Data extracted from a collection
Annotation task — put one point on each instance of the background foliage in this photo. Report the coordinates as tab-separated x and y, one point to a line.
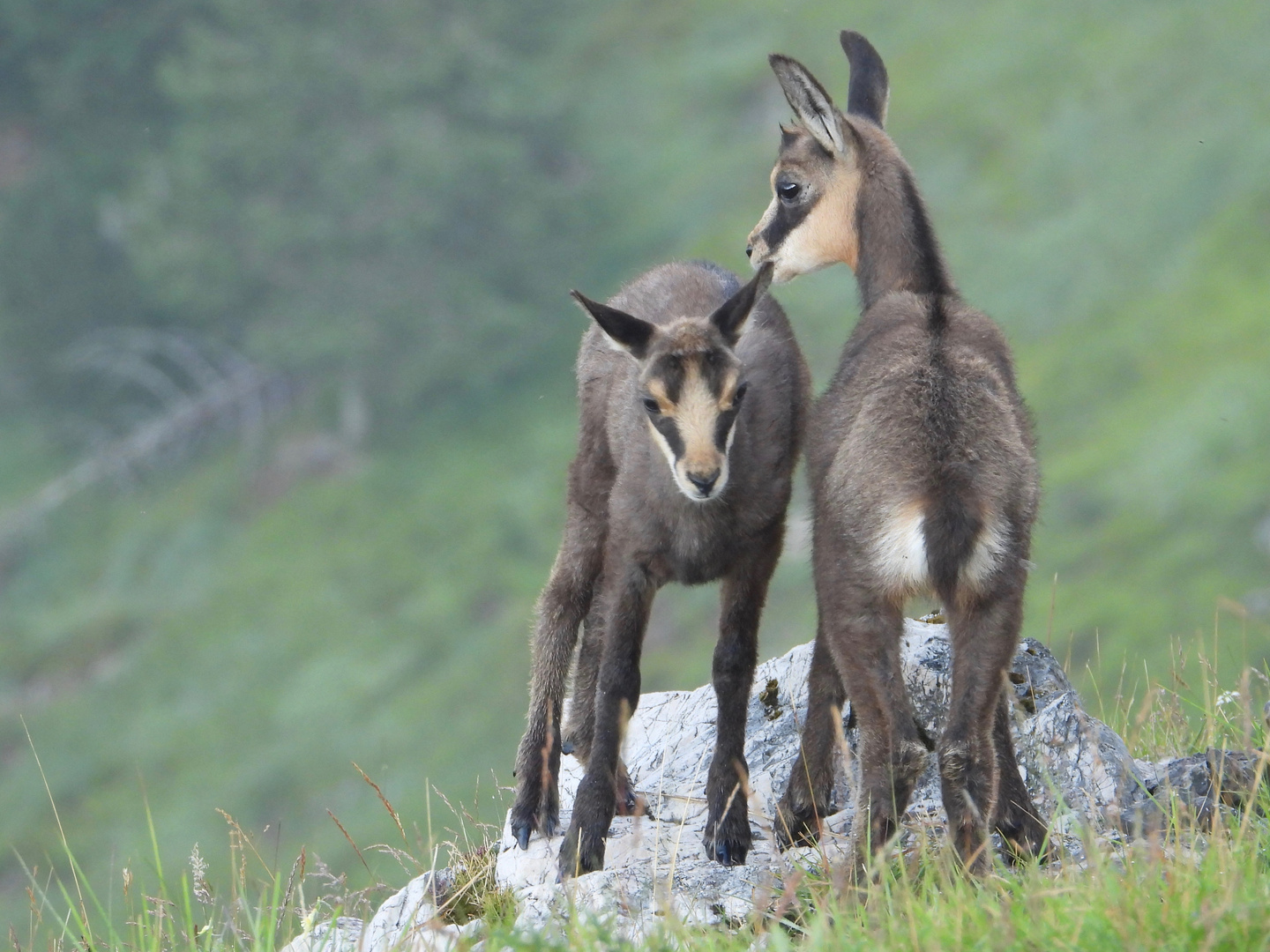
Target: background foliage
385	205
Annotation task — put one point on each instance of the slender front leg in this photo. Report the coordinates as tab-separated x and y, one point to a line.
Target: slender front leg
807	796
580	726
628	598
984	634
1016	818
564	602
742	596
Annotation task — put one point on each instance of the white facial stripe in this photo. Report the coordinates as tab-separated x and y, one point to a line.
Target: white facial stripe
696	417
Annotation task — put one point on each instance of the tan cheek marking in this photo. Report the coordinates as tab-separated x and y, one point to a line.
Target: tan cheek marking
831	228
658	390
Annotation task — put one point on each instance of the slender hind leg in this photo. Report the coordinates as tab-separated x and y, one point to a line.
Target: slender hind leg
1015	818
984	634
742	597
580	725
807	796
863	632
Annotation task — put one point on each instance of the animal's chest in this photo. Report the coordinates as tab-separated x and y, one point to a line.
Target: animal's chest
696	554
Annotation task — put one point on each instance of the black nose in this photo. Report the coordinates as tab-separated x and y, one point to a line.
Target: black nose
704	482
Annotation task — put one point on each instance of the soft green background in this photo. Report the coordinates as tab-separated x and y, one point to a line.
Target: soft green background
392	198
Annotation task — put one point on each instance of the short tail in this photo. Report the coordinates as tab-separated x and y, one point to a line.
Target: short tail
952	518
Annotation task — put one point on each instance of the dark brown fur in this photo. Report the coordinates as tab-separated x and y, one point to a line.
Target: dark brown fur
923	471
630	528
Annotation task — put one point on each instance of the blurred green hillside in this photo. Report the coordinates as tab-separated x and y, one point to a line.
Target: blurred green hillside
383	207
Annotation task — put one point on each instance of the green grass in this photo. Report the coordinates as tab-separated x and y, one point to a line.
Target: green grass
1184	888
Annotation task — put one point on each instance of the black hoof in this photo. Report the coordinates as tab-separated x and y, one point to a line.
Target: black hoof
728	853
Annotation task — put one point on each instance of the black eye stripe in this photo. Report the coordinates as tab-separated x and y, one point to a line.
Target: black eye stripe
787	219
723	427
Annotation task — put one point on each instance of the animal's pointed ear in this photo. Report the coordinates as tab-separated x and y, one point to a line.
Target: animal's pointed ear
733	312
869	90
811	103
625	331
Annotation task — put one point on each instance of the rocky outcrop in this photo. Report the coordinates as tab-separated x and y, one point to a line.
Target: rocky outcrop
655	865
1079	770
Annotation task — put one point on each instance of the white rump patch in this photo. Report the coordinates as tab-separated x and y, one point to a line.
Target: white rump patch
986	555
900	548
900	556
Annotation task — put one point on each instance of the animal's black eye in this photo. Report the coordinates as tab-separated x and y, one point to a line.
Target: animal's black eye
788	190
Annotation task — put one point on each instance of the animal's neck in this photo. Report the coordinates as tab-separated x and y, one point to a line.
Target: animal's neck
898	250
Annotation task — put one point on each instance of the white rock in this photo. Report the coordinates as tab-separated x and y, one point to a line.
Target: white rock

▶ Problem details
Repeat each entry exactly as given; no pictures belong in the copy.

▶ Response to the task
Annotation task — put one point on each instance of the background foliage in this photo. Report the coordinates as tab-separated x and y, one point to a line.
Target: background foliage
385	205
Annotation task — put one point on each instance of the slender front leg in this photo. Report the coordinates as tab-separated x and y, one point to a line.
Target: slender front leg
807	796
580	726
628	598
984	634
1016	818
564	602
742	596
Annotation task — put one point on each instance of the white facial stripe in this photo. Report the coordinates as tab-separated x and y, one point to a line.
Target: white facial stripe
696	417
Annotation task — put one point on each instance of the tan cheek marking in this photo. Report the coordinates as tab-separated x and y, one point to a line.
Target: tan cheek marking
831	228
658	390
Annotation task — put one point on each instance of the slender hind leg in this photo. Report the coordinates as tab-separated x and y, one point to a line.
Target: slender hind leg
1015	818
984	634
742	597
580	725
807	796
863	632
Annotation task — put one point on each instance of the animal's chest in this photo. Report the coordinates as tab-separated x and y, one point to a line.
Target: animal's chest
696	554
Annotation task — put one point on each instance of the black nose in this photo. Report the coordinates as tab-separated x and y, one point to a line.
Target: black nose
704	482
Annotation task — put one point on each instance of the soft green background in this photo. Report the coordinates as tab-separated x and y, one point to a line.
Target: soft green background
392	198
Annotation task — put one point on each instance of the short tail in this photo. Report the coordinates as tab-separated x and y, one point to a line.
Target: short tail
952	518
Annotation task — put one point on each instance of the dark brown fur in this photo. Report the coordinates as tab-separated x and y, one point to a line.
Target: dark brown fur
923	471
630	528
Annotation task — put one point on each instance of the blurred green hillside in this photo. Report the coordinates as tab-separated x and y, one point to a line.
Target: blurred green hillside
383	207
Annotation task — put one point on each instance of the green grass in this photo. Report the coordinates as tab-separated x and y, one point to a line.
Target: green grass
1184	888
Annotation task — put one point on each instance of the black hoof in this photo. Report the coordinates as tab-separated x and y, one point to a line.
Target: black hoof
728	853
Annotation task — put one point on each instance of the black eye stripe in this photo. Report the coordinates as tab-separated x and y, one point to a line.
Target: black eye stripe
787	219
723	427
Annotation task — put one point on each instance of the animal's pointed ear in this photo. Report the coordinates as tab-separated x and y, one point to a line.
Target: animal's pointed ear
733	312
869	90
811	103
625	331
Annotation task — put one point on each instance of the rocky outcrop in this photo. Report the coordinates as tab-separated x and y, one point to a line.
Target: rocky outcrop
655	865
1079	770
Annotation task — put one point on each instance of the white rump patch in this photo. Report the coordinates as tab-separated x and y, one point to a line.
Target: white rump patch
986	555
900	548
900	556
Annotation task — put one point on each instance of the animal's black eye in this photo. Report the coordinates as tab-separated x and y, one point to a line.
Target: animal's black eye
788	190
Annotation task — put one point on each instance of the animal's neck in this photo. Report the coordinates as tab-separated x and y, one point to a line.
Target: animal's neck
898	250
Annotation task — put one point on each instance of the white rock in this photo. Report the coordinates as tab-separated x and y, one point to a line.
Target: white rock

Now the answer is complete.